Transcribe all records, preserving every character.

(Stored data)
Segment Open

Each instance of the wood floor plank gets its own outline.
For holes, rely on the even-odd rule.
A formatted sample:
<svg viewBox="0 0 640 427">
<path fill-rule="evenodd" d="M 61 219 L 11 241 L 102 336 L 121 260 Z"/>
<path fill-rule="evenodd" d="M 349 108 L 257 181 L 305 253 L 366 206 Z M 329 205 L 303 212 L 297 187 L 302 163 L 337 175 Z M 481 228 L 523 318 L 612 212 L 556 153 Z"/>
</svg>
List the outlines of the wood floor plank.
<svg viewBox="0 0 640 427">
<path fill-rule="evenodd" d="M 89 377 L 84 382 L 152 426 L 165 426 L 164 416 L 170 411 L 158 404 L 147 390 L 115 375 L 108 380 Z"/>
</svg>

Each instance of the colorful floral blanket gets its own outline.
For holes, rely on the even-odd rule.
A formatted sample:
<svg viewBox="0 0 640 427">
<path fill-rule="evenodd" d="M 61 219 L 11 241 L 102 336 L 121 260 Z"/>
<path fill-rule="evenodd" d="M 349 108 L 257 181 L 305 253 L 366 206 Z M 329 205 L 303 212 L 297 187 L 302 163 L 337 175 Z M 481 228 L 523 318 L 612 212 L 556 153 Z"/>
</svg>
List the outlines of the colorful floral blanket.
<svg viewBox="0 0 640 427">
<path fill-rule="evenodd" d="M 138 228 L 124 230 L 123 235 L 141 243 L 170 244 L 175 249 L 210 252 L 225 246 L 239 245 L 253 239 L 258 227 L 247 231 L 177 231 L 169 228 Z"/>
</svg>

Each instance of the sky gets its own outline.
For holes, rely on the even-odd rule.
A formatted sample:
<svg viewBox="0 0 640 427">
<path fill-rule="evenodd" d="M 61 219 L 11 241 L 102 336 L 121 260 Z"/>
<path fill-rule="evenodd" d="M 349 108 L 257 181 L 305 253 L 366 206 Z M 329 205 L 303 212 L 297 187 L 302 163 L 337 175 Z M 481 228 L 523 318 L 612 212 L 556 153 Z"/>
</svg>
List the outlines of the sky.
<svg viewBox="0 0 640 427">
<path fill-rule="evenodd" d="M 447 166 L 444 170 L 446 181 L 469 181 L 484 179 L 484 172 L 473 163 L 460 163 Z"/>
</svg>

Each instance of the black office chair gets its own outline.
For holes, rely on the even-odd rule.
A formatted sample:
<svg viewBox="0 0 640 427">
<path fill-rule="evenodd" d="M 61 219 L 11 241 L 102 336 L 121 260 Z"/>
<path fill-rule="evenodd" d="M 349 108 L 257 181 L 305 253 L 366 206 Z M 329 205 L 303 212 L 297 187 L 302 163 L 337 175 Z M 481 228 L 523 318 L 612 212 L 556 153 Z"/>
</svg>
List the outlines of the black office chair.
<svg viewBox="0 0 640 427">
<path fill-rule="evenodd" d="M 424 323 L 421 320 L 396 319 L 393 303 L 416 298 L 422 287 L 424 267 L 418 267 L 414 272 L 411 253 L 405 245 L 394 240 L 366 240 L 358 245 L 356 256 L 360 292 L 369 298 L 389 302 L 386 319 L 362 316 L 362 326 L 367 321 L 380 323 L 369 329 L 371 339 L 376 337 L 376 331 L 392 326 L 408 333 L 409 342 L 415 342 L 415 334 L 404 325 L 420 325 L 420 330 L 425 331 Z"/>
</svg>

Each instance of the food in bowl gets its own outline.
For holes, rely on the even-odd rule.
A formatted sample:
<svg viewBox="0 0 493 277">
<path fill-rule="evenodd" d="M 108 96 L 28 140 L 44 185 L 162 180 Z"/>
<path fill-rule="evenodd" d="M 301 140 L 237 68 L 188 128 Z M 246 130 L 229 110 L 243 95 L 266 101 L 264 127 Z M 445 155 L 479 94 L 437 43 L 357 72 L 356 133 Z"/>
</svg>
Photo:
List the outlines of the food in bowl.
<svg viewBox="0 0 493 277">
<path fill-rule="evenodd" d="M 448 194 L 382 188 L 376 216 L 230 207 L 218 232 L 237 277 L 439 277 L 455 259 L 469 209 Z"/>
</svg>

Segment Closed

**Answer section**
Each instance of the wood floor plank gets its own outline.
For holes, rely on the even-odd rule.
A formatted sample:
<svg viewBox="0 0 640 427">
<path fill-rule="evenodd" d="M 61 219 L 11 241 L 102 336 L 121 260 Z"/>
<path fill-rule="evenodd" d="M 349 108 L 257 181 L 305 253 L 366 206 Z M 329 205 L 303 212 L 297 187 L 302 163 L 337 175 Z M 481 228 L 523 318 L 612 212 L 556 153 Z"/>
</svg>
List the outlines of the wood floor plank.
<svg viewBox="0 0 640 427">
<path fill-rule="evenodd" d="M 89 377 L 84 382 L 152 426 L 165 426 L 164 416 L 170 411 L 158 404 L 147 390 L 115 375 L 108 380 Z"/>
</svg>

Each instance of the colorful floral blanket gets its own outline.
For holes, rely on the even-odd rule.
A formatted sample:
<svg viewBox="0 0 640 427">
<path fill-rule="evenodd" d="M 61 219 L 11 241 L 102 336 L 121 260 Z"/>
<path fill-rule="evenodd" d="M 349 108 L 257 181 L 305 253 L 366 206 Z M 329 205 L 303 212 L 297 187 L 302 163 L 337 175 Z M 481 228 L 523 318 L 612 212 L 556 153 Z"/>
</svg>
List the outlines of the colorful floral blanket.
<svg viewBox="0 0 640 427">
<path fill-rule="evenodd" d="M 138 228 L 124 230 L 123 235 L 141 243 L 170 244 L 175 249 L 210 252 L 225 246 L 239 245 L 253 239 L 258 227 L 247 231 L 177 231 L 169 228 Z"/>
</svg>

Each instance of the sky gets its own outline.
For holes, rely on the even-odd rule.
A formatted sample:
<svg viewBox="0 0 640 427">
<path fill-rule="evenodd" d="M 61 219 L 11 241 L 102 336 L 121 260 Z"/>
<path fill-rule="evenodd" d="M 349 108 L 257 181 L 305 253 L 366 206 Z M 329 205 L 303 212 L 297 187 L 302 163 L 337 175 Z M 481 228 L 523 318 L 612 212 L 556 153 Z"/>
</svg>
List the outlines of the sky.
<svg viewBox="0 0 640 427">
<path fill-rule="evenodd" d="M 447 166 L 444 170 L 446 181 L 469 181 L 484 179 L 484 172 L 473 163 L 460 163 Z"/>
</svg>

Each instance of the black office chair gets its own outline.
For holes, rely on the even-odd rule.
A formatted sample:
<svg viewBox="0 0 640 427">
<path fill-rule="evenodd" d="M 61 219 L 11 241 L 102 336 L 121 260 Z"/>
<path fill-rule="evenodd" d="M 349 108 L 257 181 L 305 253 L 366 206 Z M 329 205 L 303 212 L 297 187 L 302 163 L 337 175 Z M 481 228 L 523 318 L 612 212 L 556 153 Z"/>
</svg>
List the outlines of the black office chair.
<svg viewBox="0 0 640 427">
<path fill-rule="evenodd" d="M 424 323 L 421 320 L 396 319 L 393 303 L 416 298 L 422 287 L 424 267 L 418 267 L 414 272 L 411 253 L 405 245 L 394 240 L 366 240 L 358 245 L 356 256 L 360 292 L 369 298 L 389 302 L 386 319 L 362 316 L 362 326 L 367 321 L 380 323 L 369 329 L 371 339 L 376 337 L 376 331 L 392 326 L 408 333 L 409 342 L 415 342 L 415 334 L 404 325 L 420 325 L 420 330 L 425 331 Z"/>
</svg>

Each instance of the food in bowl gets its own outline.
For holes, rely on the even-odd rule.
A formatted sample:
<svg viewBox="0 0 493 277">
<path fill-rule="evenodd" d="M 108 96 L 28 140 L 44 185 L 162 180 Z"/>
<path fill-rule="evenodd" d="M 301 140 L 237 68 L 188 128 Z M 246 130 L 229 110 L 243 95 L 266 101 L 264 127 Z M 445 155 L 479 94 L 437 43 L 357 72 L 356 133 Z"/>
</svg>
Photo:
List the outlines of the food in bowl.
<svg viewBox="0 0 493 277">
<path fill-rule="evenodd" d="M 448 194 L 382 188 L 376 216 L 230 207 L 218 232 L 237 277 L 439 277 L 455 259 L 469 209 Z"/>
</svg>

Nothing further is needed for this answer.